(PASSAGE GIVEN):
==*==

Symbolism and Aesthetic Experience (SAE) refers to participants’ perception of architectural form, spatial order, materiality, light, proportion, and atmosphere. In the case of the Namaste Dagoba, the praying-hands form, axial organization, vertical emphasis, material contrast, and controlled lighting provide the architectural basis for SAE items. These items do not require participants to identify specialized architectural concepts. Instead, they ask whether the form, layout, materials, light, and overall atmosphere are perceived as meaningful, harmonious, reverential, or spiritually suggestive.
Embodied Spatial–Ritual Perception (ESRP) refers to participants’ reported experience of movement, bodily awareness, spatial progression, and ritual-like engagement. The Namaste Dagoba is organized through approach routes, thresholds, axial progression, circumambulatory possibilities, and zones of pausing or gathering. ESRP items therefore ask participants whether they felt guided by the spatial arrangement, whether movement felt sequential or meaningful, whether the environment encouraged slower or more attentive conduct, and whether bodily movement appeared connected to the meaning of the place. The construct measures perceived embodied experience rather than independently verified behavioral trajectories.
Perceived Sacred Meaning (PSM) refers to the participant’s interpretation of the space as sacred, spiritually meaningful, or emotionally connected to religious presence. PSM is treated as an outcome construct because the study asks whether symbolic–aesthetic perception and reported embodied spatial experience are associated with the emergence of perceived sacredness. The three PSM items therefore focus on sacred presence, religious or spiritual meaning, and inner peace or spiritual connection.
This operationalization provides the basis for the exploratory SAE → ESRP → PSM model tested in the
Section 5. It also clarifies the scope of the study: the questionnaire evaluates participants’ reported perceptions and experiences, while the architectural analysis provides contextual interpretation of the spatial features to which those responses refer.
5. Results
5.1. Measurement Model
Descriptive statistics indicate that respondents generally reported positive evaluations across all constructs, suggesting a consistent recognition of symbolic, spatial, and experiential qualities of the Namaste Dagoba. Among the three constructs, Perceived Sacred Meaning (PSM) shows the highest mean value, followed by Symbolism and Aesthetic Experience (SAE) and Embodied Spatial–Ritual Perception (ESRP). This pattern suggests that participants not only perceived the architectural features but also developed a relatively strong sense of sacred significance. At the item level, responses indicate that lighting atmosphere and symbolic form are the most salient aspects of SAE, while slow movement and spatial progression dominate ESRP. This suggests that both sensory perception and guided movement are central to the visitor experience.
Reliability and validity tests indicate that the measurement model is internally consistent within this exploratory dataset, although the modest sample size requires cautious interpretation. All constructs demonstrate strong internal consistency, with Cronbach’s alpha and composite reliability values exceeding the recommended threshold of 0.70. Convergent validity is supported, as all factor loadings are above 0.60 and Average Variance Extracted (AVE) values exceed 0.50. The descriptive statistics, reliability indices, and convergent validity results are summarized in
Table 4.
Discriminant validity is also established. The square roots of AVE for each construct are greater than the corresponding inter-construct correlations, indicating that the constructs are empirically distinct.
Table 5 presents the Fornell–Larcker discriminant validity results, showing that each construct is empirically distinguishable from the others.

==*==

(EXTRACTED ENTRIES):
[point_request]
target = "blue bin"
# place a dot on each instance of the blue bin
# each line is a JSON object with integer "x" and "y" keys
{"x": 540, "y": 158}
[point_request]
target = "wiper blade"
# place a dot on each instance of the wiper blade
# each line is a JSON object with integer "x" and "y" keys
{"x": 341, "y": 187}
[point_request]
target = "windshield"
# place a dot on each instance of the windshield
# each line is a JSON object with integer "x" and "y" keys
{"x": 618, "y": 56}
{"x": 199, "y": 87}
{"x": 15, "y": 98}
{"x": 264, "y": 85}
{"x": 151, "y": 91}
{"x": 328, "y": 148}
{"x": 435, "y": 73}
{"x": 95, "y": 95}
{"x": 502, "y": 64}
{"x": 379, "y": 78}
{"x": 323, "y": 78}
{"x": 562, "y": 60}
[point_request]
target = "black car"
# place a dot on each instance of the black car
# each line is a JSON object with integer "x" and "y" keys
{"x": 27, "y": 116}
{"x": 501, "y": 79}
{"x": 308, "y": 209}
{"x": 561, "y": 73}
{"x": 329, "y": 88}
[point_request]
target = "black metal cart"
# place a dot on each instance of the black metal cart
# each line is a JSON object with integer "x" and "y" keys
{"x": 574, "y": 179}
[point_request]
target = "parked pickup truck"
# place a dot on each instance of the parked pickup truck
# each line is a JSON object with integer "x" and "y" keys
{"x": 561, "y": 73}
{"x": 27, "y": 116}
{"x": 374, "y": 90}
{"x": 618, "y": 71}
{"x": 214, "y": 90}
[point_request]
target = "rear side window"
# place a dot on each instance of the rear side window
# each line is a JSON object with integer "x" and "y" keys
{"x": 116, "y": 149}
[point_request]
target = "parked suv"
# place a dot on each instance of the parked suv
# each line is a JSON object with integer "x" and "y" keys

==*==

(TASKS AND EXERCISES):
1. Summarize the passage about the Namaste Dagoba study in two sentences.
2. From the listing, extract each line that contains the word "truck".
The listing of labeled points has no connection to the passage about the Namaste Dagoba study.

(RESULTS IN ORDER):
1. The study defines three constructs (Symbolism and Aesthetic Experience, Embodied Spatial–Ritual Perception, and Perceived Sacred Meaning) to capture how participants perceive the Namaste Dagoba's architecture, their movement through it, and its sacredness. Respondents gave positive evaluations across all constructs, with Perceived Sacred Meaning scoring the highest mean, and the measurement model meets the reliability, convergent validity, and discriminant validity criteria.

2.
target = "parked pickup truck"
# place a dot on each instance of the parked pickup truck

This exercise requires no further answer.